[START OF RECORDS PROVIDED]

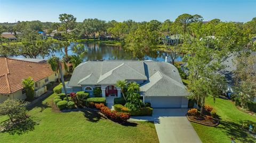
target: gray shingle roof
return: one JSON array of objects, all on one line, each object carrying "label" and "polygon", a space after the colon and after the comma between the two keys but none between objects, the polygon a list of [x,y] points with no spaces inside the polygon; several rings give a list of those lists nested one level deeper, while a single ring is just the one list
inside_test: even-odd
[{"label": "gray shingle roof", "polygon": [[144,81],[142,96],[188,95],[174,66],[153,61],[88,61],[75,69],[69,86],[115,85],[118,80]]}]

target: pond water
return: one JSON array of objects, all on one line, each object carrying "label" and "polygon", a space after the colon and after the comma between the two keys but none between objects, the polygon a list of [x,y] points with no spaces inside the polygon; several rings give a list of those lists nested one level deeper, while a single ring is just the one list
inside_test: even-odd
[{"label": "pond water", "polygon": [[[82,55],[82,57],[84,61],[89,60],[138,60],[137,58],[133,56],[132,53],[125,52],[121,46],[106,46],[101,44],[82,43],[84,45],[84,50],[74,52],[72,50],[74,43],[71,43],[68,47],[68,54],[69,55]],[[65,54],[64,53],[64,48],[61,51],[57,51],[51,54],[54,54],[57,56],[62,57]],[[144,60],[151,60],[157,61],[165,61],[165,56],[167,54],[165,52],[153,52],[148,55],[146,55]],[[17,57],[23,57],[22,56],[19,56]],[[175,61],[182,61],[182,55],[179,55],[176,57]],[[38,56],[40,58],[40,56]],[[46,57],[47,58],[49,57]]]}]

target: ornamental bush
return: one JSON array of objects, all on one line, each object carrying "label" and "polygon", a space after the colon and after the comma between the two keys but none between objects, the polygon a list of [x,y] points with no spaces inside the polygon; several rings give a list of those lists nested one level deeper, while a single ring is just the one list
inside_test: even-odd
[{"label": "ornamental bush", "polygon": [[204,110],[205,110],[205,111],[206,111],[207,112],[211,113],[211,112],[212,112],[213,110],[213,107],[209,105],[205,104],[204,105]]},{"label": "ornamental bush", "polygon": [[114,105],[114,108],[117,112],[127,113],[131,116],[151,116],[153,112],[153,108],[150,107],[143,107],[132,111],[121,104],[116,104]]},{"label": "ornamental bush", "polygon": [[74,108],[75,107],[75,103],[73,101],[69,101],[68,102],[68,107],[69,108]]},{"label": "ornamental bush", "polygon": [[100,108],[101,107],[103,107],[104,106],[105,106],[105,105],[104,105],[104,104],[103,104],[103,103],[100,103],[100,104],[96,103],[96,104],[95,104],[95,107],[96,107],[96,108],[97,108],[98,110],[100,110]]},{"label": "ornamental bush", "polygon": [[212,115],[212,117],[213,118],[218,118],[218,115],[215,111],[212,111],[211,112],[211,115]]},{"label": "ornamental bush", "polygon": [[76,98],[80,106],[86,105],[86,99],[89,97],[89,93],[81,91],[76,92]]},{"label": "ornamental bush", "polygon": [[94,102],[94,103],[103,103],[106,105],[106,98],[105,97],[92,97],[86,99],[87,102]]},{"label": "ornamental bush", "polygon": [[188,114],[190,115],[197,116],[198,115],[197,110],[196,108],[192,108],[188,111]]},{"label": "ornamental bush", "polygon": [[56,105],[60,110],[62,110],[67,107],[68,106],[68,102],[66,100],[60,101],[58,102]]},{"label": "ornamental bush", "polygon": [[[72,100],[72,98],[71,98],[70,97],[68,97],[68,101],[71,101]],[[64,98],[63,98],[63,100],[67,100],[67,97],[64,97]]]},{"label": "ornamental bush", "polygon": [[62,99],[64,99],[64,98],[66,97],[66,95],[65,94],[59,94],[57,95],[58,96],[60,97],[60,98]]},{"label": "ornamental bush", "polygon": [[56,96],[54,97],[54,99],[60,99],[60,97],[59,96]]},{"label": "ornamental bush", "polygon": [[118,97],[114,99],[114,104],[121,104],[124,105],[126,103],[126,101],[124,97]]},{"label": "ornamental bush", "polygon": [[53,100],[53,102],[54,102],[55,104],[57,104],[57,103],[58,103],[58,102],[60,102],[60,101],[61,101],[61,100],[61,100],[61,99],[60,99],[60,98],[56,98],[56,99],[54,99]]},{"label": "ornamental bush", "polygon": [[61,93],[61,88],[63,87],[62,83],[60,83],[59,85],[55,86],[53,88],[53,92],[57,94],[59,94]]}]

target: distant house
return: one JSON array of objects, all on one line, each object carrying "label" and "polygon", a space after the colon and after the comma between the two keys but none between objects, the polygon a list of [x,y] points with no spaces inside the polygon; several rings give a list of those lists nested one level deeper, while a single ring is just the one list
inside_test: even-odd
[{"label": "distant house", "polygon": [[[256,52],[252,52],[251,54],[256,55]],[[225,66],[225,68],[219,71],[219,73],[225,77],[228,84],[227,92],[230,94],[235,94],[236,92],[234,90],[235,87],[234,72],[237,70],[236,57],[236,56],[233,54],[223,60],[221,64]],[[254,66],[256,66],[256,63]],[[252,100],[256,102],[256,97],[252,99]]]},{"label": "distant house", "polygon": [[37,32],[42,35],[43,40],[47,39],[47,35],[44,32],[38,31]]},{"label": "distant house", "polygon": [[17,38],[15,37],[14,32],[3,32],[1,34],[1,36],[8,39],[9,40],[17,40]]},{"label": "distant house", "polygon": [[165,38],[167,40],[169,44],[173,45],[180,42],[181,35],[179,34],[171,35],[170,36],[165,36]]},{"label": "distant house", "polygon": [[[0,103],[7,98],[25,99],[22,81],[29,77],[35,81],[35,97],[45,93],[46,84],[58,78],[43,59],[0,57]],[[64,74],[67,74],[63,68]]]},{"label": "distant house", "polygon": [[94,89],[100,88],[108,104],[122,97],[116,86],[120,80],[139,84],[143,102],[150,103],[154,108],[188,107],[188,92],[178,69],[164,62],[88,61],[75,69],[66,88],[68,92],[85,91],[91,97]]}]

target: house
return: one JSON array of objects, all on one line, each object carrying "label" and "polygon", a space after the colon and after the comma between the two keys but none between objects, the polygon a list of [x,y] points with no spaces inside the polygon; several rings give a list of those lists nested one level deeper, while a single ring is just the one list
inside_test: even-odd
[{"label": "house", "polygon": [[[58,78],[43,59],[0,57],[0,103],[8,98],[25,99],[22,81],[29,77],[35,81],[35,97],[45,93],[46,84]],[[67,73],[64,69],[62,71]]]},{"label": "house", "polygon": [[43,40],[47,39],[47,35],[44,32],[38,31],[37,32],[42,35]]},{"label": "house", "polygon": [[[256,52],[252,52],[253,55],[256,55]],[[225,66],[225,68],[219,71],[219,73],[223,75],[227,83],[227,92],[230,94],[235,94],[235,73],[234,72],[237,69],[236,65],[236,55],[232,54],[229,55],[227,58],[221,62],[221,64]],[[256,66],[256,63],[254,65]],[[256,102],[256,97],[252,99],[254,102]]]},{"label": "house", "polygon": [[143,102],[150,103],[154,108],[188,107],[188,92],[178,69],[164,62],[89,61],[75,69],[66,87],[69,93],[85,91],[90,96],[93,89],[101,88],[108,102],[108,98],[121,97],[116,85],[119,80],[139,84]]},{"label": "house", "polygon": [[14,36],[14,33],[13,32],[3,32],[1,34],[1,36],[8,39],[9,40],[17,40],[17,38]]}]

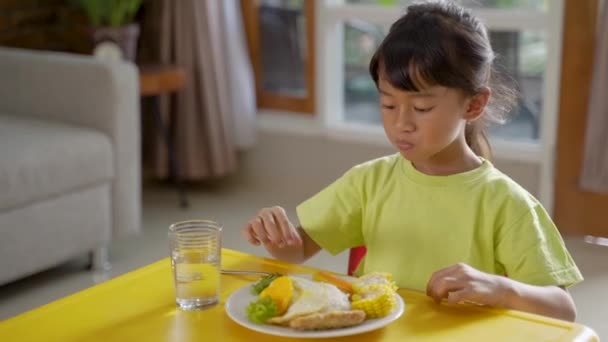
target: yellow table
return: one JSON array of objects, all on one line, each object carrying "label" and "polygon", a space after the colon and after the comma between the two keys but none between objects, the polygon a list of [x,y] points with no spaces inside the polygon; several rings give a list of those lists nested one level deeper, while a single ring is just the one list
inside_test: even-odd
[{"label": "yellow table", "polygon": [[[223,250],[227,269],[306,273],[305,267]],[[222,276],[221,305],[176,308],[171,266],[164,259],[0,322],[0,341],[284,341],[232,322],[223,304],[257,277]],[[437,305],[400,290],[406,309],[391,325],[336,341],[597,341],[584,326],[515,311]]]}]

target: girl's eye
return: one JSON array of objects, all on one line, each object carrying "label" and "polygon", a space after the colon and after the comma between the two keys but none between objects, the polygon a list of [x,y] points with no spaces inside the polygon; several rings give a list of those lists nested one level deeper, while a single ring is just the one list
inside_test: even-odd
[{"label": "girl's eye", "polygon": [[428,108],[418,108],[418,107],[414,107],[414,110],[418,113],[428,113],[431,110],[433,110],[433,108],[435,107],[428,107]]}]

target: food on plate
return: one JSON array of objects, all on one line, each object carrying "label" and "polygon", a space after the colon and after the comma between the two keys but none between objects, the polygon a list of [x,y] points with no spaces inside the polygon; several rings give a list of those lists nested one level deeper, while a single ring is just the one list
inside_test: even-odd
[{"label": "food on plate", "polygon": [[285,313],[291,297],[293,296],[293,283],[291,278],[283,276],[276,278],[268,287],[260,292],[260,298],[270,297],[277,305],[277,313],[282,315]]},{"label": "food on plate", "polygon": [[270,297],[258,298],[245,307],[247,318],[255,324],[264,324],[279,313],[277,304]]},{"label": "food on plate", "polygon": [[369,285],[352,297],[352,307],[368,318],[387,316],[397,307],[395,292],[388,285]]},{"label": "food on plate", "polygon": [[357,278],[353,281],[353,290],[355,293],[361,293],[370,285],[386,285],[393,291],[397,291],[397,285],[393,281],[393,275],[385,272],[372,272]]},{"label": "food on plate", "polygon": [[251,293],[253,293],[256,296],[259,295],[262,291],[264,291],[264,289],[266,287],[268,287],[268,285],[270,285],[270,283],[272,283],[275,279],[277,279],[280,276],[281,275],[278,273],[273,273],[273,274],[269,274],[267,276],[262,277],[262,279],[260,279],[257,283],[255,283],[251,287]]},{"label": "food on plate", "polygon": [[[296,276],[263,278],[257,300],[245,309],[256,324],[297,330],[344,328],[387,316],[397,307],[396,286],[387,273],[371,273],[352,283],[326,272],[313,280]],[[264,284],[260,285],[260,283]]]},{"label": "food on plate", "polygon": [[350,310],[348,296],[337,287],[300,277],[290,277],[296,295],[284,315],[273,317],[268,323],[288,325],[289,321],[300,316],[320,312]]},{"label": "food on plate", "polygon": [[357,325],[364,320],[365,312],[361,310],[331,311],[295,318],[289,322],[289,327],[296,330],[336,329]]}]

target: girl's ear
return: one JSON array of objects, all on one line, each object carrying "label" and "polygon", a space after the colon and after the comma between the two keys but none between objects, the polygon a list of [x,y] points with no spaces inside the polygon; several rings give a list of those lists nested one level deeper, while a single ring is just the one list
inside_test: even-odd
[{"label": "girl's ear", "polygon": [[473,97],[471,97],[467,104],[467,111],[464,113],[463,119],[467,122],[473,122],[481,117],[483,111],[486,109],[486,105],[490,100],[492,90],[489,87],[483,87]]}]

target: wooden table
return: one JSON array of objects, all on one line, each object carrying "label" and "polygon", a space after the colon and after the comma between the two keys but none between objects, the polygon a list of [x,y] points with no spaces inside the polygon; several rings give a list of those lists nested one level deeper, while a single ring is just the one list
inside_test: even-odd
[{"label": "wooden table", "polygon": [[[312,269],[223,250],[228,269],[306,273]],[[168,259],[0,322],[0,341],[284,341],[243,328],[223,304],[251,276],[222,276],[221,304],[185,312],[174,302]],[[598,341],[582,325],[516,311],[435,304],[400,290],[404,315],[387,327],[332,341]]]},{"label": "wooden table", "polygon": [[139,93],[142,99],[150,103],[156,119],[159,133],[167,146],[169,159],[169,177],[177,186],[179,205],[188,207],[188,198],[184,189],[177,153],[175,151],[175,117],[165,118],[160,110],[160,97],[180,91],[186,85],[186,73],[174,65],[147,64],[139,66]]}]

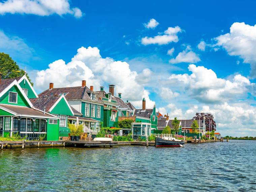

[END OF RECORDS PROVIDED]

> PROBLEM STATEMENT
Count the lines of the records above that contain the string "target", treating uppercase and lowercase as different, and reply with the number only.

> SOLUTION TO THE PROBLEM
10